● **Given text**:

........

We've talked about blowing away the protected designation, so not sure if it makes sense to put special case on the protected privacy level, but maybe a separate option for docs that shouldn't be crawled?
@agjohnson any momentum on this particular item? What is the current recommendation to NOINDEX/NOFOLLOW a site?
At very least, we could kill our global robots.txt redirect in nginx and allow projects to contribute their own robots.txt via a static page in Sphinx
@agjohnson what's the status of this issue?
I'm not sure to clearly understand what's the action needed here.
robots.txt I think the solution that I proposed at https://github.com/rtfd/readthedocs.org/issues/2430#issuecomment-418471125 should work (there is an example of a repository in that conversation also) and we can close this issue.If none of those are what you have in mind, please elaborate a little more what you are considering here.
@humitos the solution provided in #2430 (comment) is not optimal:
- Your site can have only one robots.txt file.

........

● **Dataset extract**:

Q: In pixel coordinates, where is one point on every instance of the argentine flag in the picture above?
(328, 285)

........

● **Task objective**: Copy out the entire thread about robots.txt and keeping docs from being crawled, word for word. The listing isn't needed for anything here.

● **Result for this exercise**:
We've talked about blowing away the protected designation, so not sure if it makes sense to put special case on the protected privacy level, but maybe a separate option for docs that shouldn't be crawled?
@agjohnson any momentum on this particular item? What is the current recommendation to NOINDEX/NOFOLLOW a site?
At very least, we could kill our global robots.txt redirect in nginx and allow projects to contribute their own robots.txt via a static page in Sphinx
@agjohnson what's the status of this issue?
I'm not sure to clearly understand what's the action needed here.
robots.txt I think the solution that I proposed at https://github.com/rtfd/readthedocs.org/issues/2430#issuecomment-418471125 should work (there is an example of a repository in that conversation also) and we can close this issue.If none of those are what you have in mind, please elaborate a little more what you are considering here.
@humitos the solution provided in #2430 (comment) is not optimal:
- Your site can have only one robots.txt file.